→ **Exercise directions**: Write out each of the following records word for word, keeping every line unchanged.

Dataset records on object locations
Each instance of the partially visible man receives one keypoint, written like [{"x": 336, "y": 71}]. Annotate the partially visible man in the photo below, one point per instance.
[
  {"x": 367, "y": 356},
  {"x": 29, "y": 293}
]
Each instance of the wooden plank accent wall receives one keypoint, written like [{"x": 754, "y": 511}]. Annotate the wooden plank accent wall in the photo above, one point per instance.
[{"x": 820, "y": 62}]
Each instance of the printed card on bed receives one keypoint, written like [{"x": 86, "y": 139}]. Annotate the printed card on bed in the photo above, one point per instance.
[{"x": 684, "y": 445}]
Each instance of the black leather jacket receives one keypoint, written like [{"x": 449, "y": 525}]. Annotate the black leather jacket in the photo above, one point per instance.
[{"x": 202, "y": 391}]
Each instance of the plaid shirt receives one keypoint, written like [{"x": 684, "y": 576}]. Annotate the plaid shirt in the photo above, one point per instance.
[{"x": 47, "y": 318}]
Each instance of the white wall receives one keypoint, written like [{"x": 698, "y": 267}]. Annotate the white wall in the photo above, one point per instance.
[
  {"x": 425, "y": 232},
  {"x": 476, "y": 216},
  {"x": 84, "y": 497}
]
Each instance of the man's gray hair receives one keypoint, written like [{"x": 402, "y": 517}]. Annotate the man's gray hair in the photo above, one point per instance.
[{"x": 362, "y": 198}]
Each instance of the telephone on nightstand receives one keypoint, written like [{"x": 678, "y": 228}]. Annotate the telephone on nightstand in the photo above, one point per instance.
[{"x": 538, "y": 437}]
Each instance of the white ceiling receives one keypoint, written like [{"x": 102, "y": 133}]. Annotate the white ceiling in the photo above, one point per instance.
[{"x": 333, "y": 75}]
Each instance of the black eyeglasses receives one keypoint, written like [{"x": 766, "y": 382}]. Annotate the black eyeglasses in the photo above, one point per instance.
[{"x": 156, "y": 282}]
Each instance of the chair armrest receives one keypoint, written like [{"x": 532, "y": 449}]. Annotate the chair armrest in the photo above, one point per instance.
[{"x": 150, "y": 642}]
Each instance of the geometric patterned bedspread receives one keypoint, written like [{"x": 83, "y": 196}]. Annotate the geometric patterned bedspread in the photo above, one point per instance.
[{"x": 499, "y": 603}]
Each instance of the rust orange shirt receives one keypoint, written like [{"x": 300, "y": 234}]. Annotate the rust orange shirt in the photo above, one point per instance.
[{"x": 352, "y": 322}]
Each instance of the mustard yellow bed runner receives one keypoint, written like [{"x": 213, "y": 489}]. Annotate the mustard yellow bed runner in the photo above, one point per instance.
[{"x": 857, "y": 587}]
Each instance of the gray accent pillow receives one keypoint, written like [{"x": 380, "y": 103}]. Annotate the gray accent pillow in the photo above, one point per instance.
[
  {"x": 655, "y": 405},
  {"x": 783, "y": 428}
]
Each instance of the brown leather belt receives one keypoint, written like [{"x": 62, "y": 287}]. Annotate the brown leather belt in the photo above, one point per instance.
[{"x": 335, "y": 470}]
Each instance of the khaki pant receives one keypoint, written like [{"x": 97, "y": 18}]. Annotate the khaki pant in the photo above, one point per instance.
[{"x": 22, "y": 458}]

→ **Expected answer**:
Each instance of the partially visible man receives one keypoint, written like [{"x": 336, "y": 71}]. Annotate the partially visible man in the photo below, one point per instance.
[
  {"x": 367, "y": 356},
  {"x": 29, "y": 293}
]
Each instance of the wooden plank accent wall receives one keypoint, written like [{"x": 754, "y": 511}]. Annotate the wooden plank accent wall in the photo above, one point per instance.
[{"x": 820, "y": 62}]
Each instance of the printed card on bed receives one keypoint, written like [{"x": 86, "y": 139}]. Annotate the printed card on bed in the photo above, one point per instance.
[{"x": 684, "y": 445}]
Each instance of the black leather jacket receives one keypoint, written like [{"x": 449, "y": 525}]. Annotate the black leather jacket in the photo above, one point per instance.
[{"x": 202, "y": 391}]
Each instance of the plaid shirt receives one keypoint, written like [{"x": 684, "y": 576}]. Annotate the plaid shirt in the photo above, one point per instance.
[{"x": 47, "y": 318}]
Each instance of the white wall receives one keypoint, written like [{"x": 698, "y": 267}]. Annotate the white wall in the photo above, one point per instance.
[
  {"x": 425, "y": 232},
  {"x": 476, "y": 216},
  {"x": 84, "y": 497}
]
Each instance of the man's gray hair receives one keypoint, written like [{"x": 402, "y": 517}]. Annotate the man's gray hair in the photo above, one point per instance.
[{"x": 362, "y": 198}]
Each instance of the telephone on nightstand receives one keypoint, written like [{"x": 678, "y": 228}]. Annotate the telephone on nightstand in the photo above, one point per instance.
[{"x": 538, "y": 437}]
Each instance of the white ceiling receives one keypoint, written like [{"x": 102, "y": 133}]. Annotate the white ceiling in the photo above, one point per instance.
[{"x": 333, "y": 75}]
Each instance of the black eyeglasses receives one keypoint, written like [{"x": 766, "y": 382}]. Annotate the black eyeglasses in the photo above, one point per instance.
[{"x": 156, "y": 282}]
Each instance of the chair armrest receives one keypoint, written like [{"x": 532, "y": 449}]. Annotate the chair armrest in the photo above, one point per instance.
[{"x": 150, "y": 642}]
Each instance of the geometric patterned bedspread receives one keypoint, written like [{"x": 83, "y": 196}]. Annotate the geometric patterned bedspread in the photo above, one point per instance.
[{"x": 499, "y": 603}]
Each instance of the rust orange shirt receives one keypoint, written like [{"x": 300, "y": 234}]. Annotate the rust orange shirt in the photo above, one point per instance.
[{"x": 352, "y": 322}]
Each instance of the mustard yellow bed runner receives one keypoint, written like [{"x": 213, "y": 489}]. Annotate the mustard yellow bed runner in the photo above, one point per instance.
[{"x": 857, "y": 587}]
Each instance of the gray accent pillow receives one keypoint, written like [{"x": 380, "y": 103}]. Annotate the gray accent pillow in the photo above, one point per instance.
[
  {"x": 655, "y": 405},
  {"x": 783, "y": 428}
]
Each instance of the brown leather belt receives one keypoint, written like [{"x": 62, "y": 287}]. Annotate the brown leather belt in the photo above, one point per instance.
[{"x": 335, "y": 470}]
Each instance of the khaki pant receives one keypoint, written like [{"x": 97, "y": 18}]. Annotate the khaki pant in the photo above, one point per instance.
[{"x": 22, "y": 458}]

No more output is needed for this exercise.